GIVEN INSTRUCTION: Please revise the data below, replacing "gravel road" with "dirt road" and leaving everything else unchanged.

————————

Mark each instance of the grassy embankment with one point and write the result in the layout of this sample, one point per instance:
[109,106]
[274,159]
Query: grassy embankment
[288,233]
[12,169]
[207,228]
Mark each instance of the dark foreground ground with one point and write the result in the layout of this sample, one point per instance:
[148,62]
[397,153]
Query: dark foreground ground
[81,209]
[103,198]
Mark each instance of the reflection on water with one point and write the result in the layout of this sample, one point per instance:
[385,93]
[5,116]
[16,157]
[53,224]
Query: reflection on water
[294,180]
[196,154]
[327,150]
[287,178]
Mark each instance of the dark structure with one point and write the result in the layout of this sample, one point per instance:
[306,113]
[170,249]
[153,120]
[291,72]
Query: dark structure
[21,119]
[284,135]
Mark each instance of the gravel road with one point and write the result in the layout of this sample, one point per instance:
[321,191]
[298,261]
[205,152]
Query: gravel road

————————

FINISHED EXERCISE:
Mark each instance of the grassy embankment with one point and write the result in the layout of this sample, one point per instance:
[109,106]
[274,159]
Query: grassy embankment
[288,233]
[12,169]
[207,228]
Mark each instance of the dark foreground ground with one point and write the result in the layout of this sample, one point per instance:
[148,62]
[397,153]
Query: dark foreground ground
[81,209]
[103,198]
Mark each instance of the reflection on water with one point and write the result in the layout of this sample, one point per instance:
[385,93]
[5,116]
[16,157]
[53,224]
Query: reflection on water
[294,180]
[196,154]
[327,150]
[287,178]
Mark each instance of the dark structure with one point and write the result in the layout of this sample, one point per instance:
[306,113]
[170,249]
[153,120]
[291,72]
Query: dark structure
[21,119]
[284,135]
Mark each instance of the dirt road with one point and write the result in the layout of this sample, one point per instance:
[321,191]
[298,261]
[205,152]
Query: dirt road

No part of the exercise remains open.